Problem statement: From the entries below, please gather each line containing the string "ground".

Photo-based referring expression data
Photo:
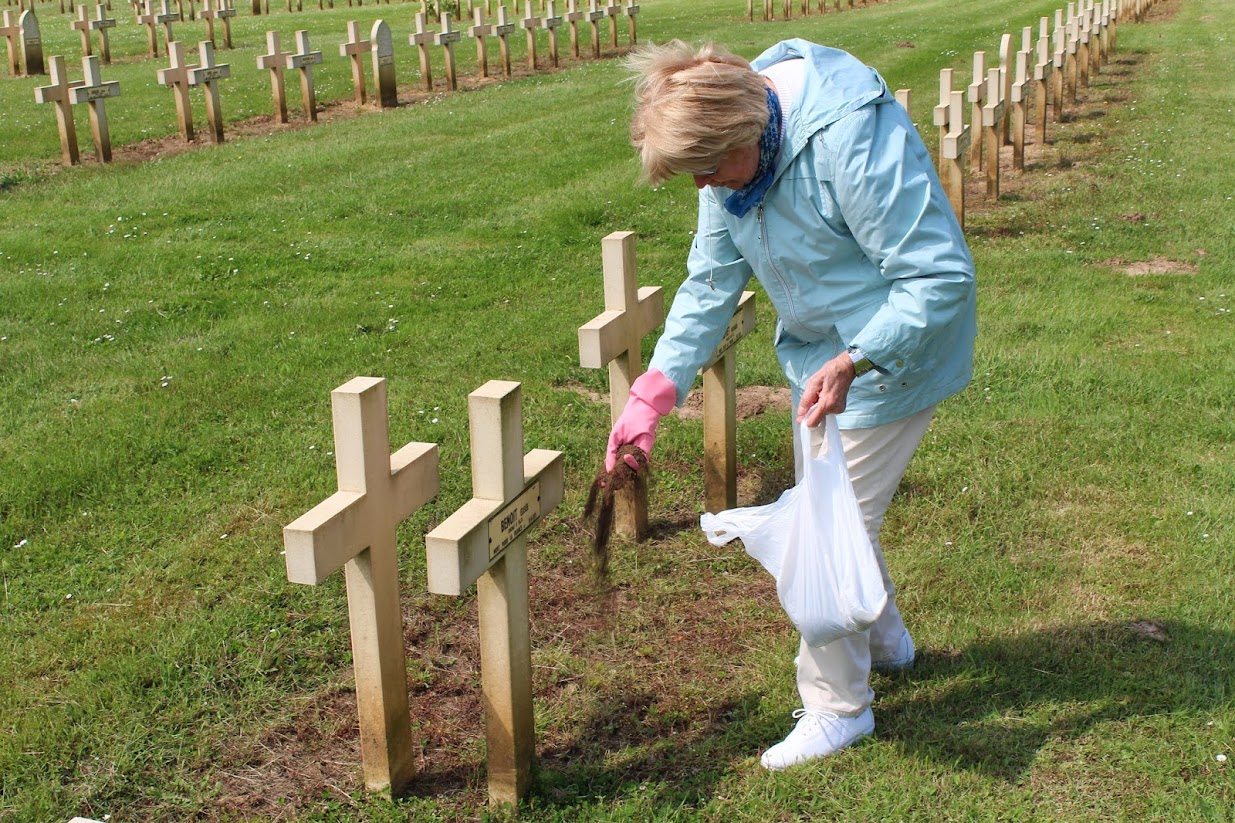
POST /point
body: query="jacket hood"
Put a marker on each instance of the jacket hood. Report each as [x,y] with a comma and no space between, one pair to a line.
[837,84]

---

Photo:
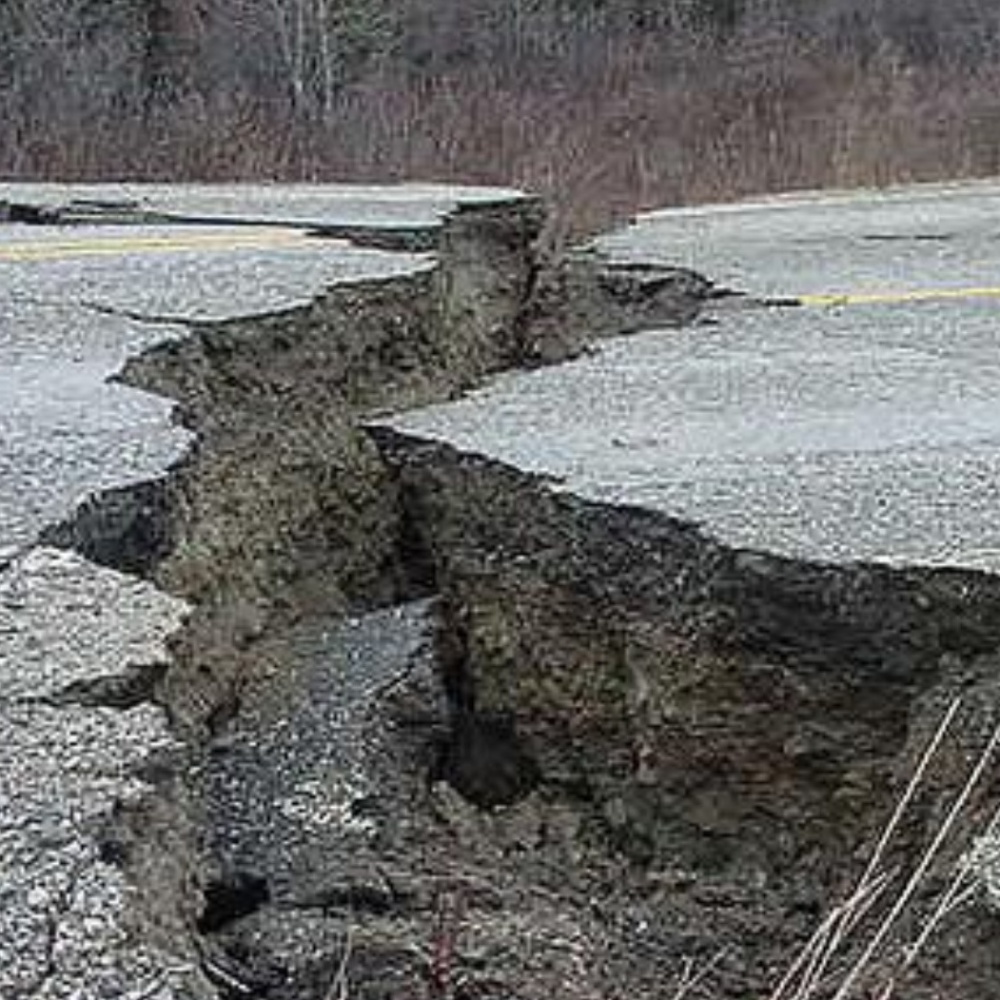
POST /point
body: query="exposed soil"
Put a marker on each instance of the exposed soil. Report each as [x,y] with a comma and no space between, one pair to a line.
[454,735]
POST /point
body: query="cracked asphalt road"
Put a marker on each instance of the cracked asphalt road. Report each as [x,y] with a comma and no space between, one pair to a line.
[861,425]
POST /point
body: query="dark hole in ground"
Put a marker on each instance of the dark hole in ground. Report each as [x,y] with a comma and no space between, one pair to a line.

Exercise solution:
body: query="dark hole in ground"
Put a marker on each instance of the dark hole in ground. Report each as [x,y] with a comma and no space between, one pair to a line.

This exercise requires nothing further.